# [TASKS TO PERFORM]
(1) From the reply about the rich-running car, return the part that opens with the words containing "Your car runs" and closes with "in the meantime!)", copied exactly.
(2) In the reply about the rich-running car, what do other posters think is the most likely suspect?
(3) In the reply about the rich-running car, why does the writer say to ignore everything except the over-rich condition until it is fixed? Answer in one to three sentences.

# [PASSAGE FOR REVIEW]
Sorry to say, I think that well-meaning but not very clear thinking contributors are encouraging you to mess with things that are clearly not problematic.

Your car runs like it is way too rich.

When you look into the carbs, fuel is flowing out of the needles at a rate that suggests an over-rich condition.

I strongly suggest you pay attention to these clear and irrefutable signs of a serious problem and ignore all else until that problem is corrected. If you don't, you will likely make the car stop running at all and make it much more difficult to get it back the way it was. While your jetting may not be ideal, and your ignition may be sub-optimal, these clearly aren't your immediate problem. Stay focused on your immediate problem and you will likely find when you fix it all else is fine (unless you messed with it in the meantime!)

Other posters have suggested that an electric fuel pump without proper regulation is the most likely suspect. I agree. So make that not a problem. Physically, the float bowls will fill quickly with an electric pump, after which you will have enough fuel available to diagnose further. So,

- Disconnect the pump power.

# [STORED DATA]
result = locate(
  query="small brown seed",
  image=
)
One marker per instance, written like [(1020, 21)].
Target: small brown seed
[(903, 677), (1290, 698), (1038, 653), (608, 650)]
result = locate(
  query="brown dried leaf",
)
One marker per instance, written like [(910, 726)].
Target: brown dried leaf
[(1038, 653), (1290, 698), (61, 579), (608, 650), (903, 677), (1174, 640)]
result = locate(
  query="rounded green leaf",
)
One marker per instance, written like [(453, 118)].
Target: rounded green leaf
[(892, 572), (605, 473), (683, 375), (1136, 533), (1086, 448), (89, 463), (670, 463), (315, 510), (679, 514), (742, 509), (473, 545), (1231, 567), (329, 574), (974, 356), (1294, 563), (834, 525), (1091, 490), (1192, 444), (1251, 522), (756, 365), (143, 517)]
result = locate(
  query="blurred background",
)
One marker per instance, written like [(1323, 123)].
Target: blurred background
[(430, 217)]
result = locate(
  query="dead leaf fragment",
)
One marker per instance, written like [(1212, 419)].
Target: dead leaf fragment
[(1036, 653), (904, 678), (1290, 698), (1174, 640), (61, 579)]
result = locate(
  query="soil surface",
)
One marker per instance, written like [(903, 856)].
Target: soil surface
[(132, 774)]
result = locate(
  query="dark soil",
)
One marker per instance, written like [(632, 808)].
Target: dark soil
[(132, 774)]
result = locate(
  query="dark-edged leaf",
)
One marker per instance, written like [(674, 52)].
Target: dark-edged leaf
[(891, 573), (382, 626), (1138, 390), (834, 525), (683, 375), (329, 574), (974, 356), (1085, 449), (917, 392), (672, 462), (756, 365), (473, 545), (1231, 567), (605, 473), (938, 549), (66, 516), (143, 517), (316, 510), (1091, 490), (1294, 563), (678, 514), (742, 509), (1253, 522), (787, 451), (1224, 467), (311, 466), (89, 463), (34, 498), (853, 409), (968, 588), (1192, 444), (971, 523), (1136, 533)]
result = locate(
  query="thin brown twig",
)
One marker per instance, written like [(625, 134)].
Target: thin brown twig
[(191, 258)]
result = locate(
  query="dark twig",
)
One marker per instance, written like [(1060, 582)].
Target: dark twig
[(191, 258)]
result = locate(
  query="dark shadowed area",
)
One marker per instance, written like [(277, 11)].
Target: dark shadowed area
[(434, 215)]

# [ANSWERS FOR THE TASKS]
(1)
Your car runs like it is way too rich.

When you look into the carbs, fuel is flowing out of the needles at a rate that suggests an over-rich condition.

I strongly suggest you pay attention to these clear and irrefutable signs of a serious problem and ignore all else until that problem is corrected. If you don't, you will likely make the car stop running at all and make it much more difficult to get it back the way it was. While your jetting may not be ideal, and your ignition may be sub-optimal, these clearly aren't your immediate problem. Stay focused on your immediate problem and you will likely find when you fix it all else is fine (unless you messed with it in the meantime!)

(2) An electric fuel pump without proper regulation.

(3) Working on other things first would likely make the car stop running at all and make it much harder to get it back the way it was. The jetting and ignition may not be ideal, but they clearly aren't the immediate problem. Once the rich condition is fixed, everything else will likely be fine.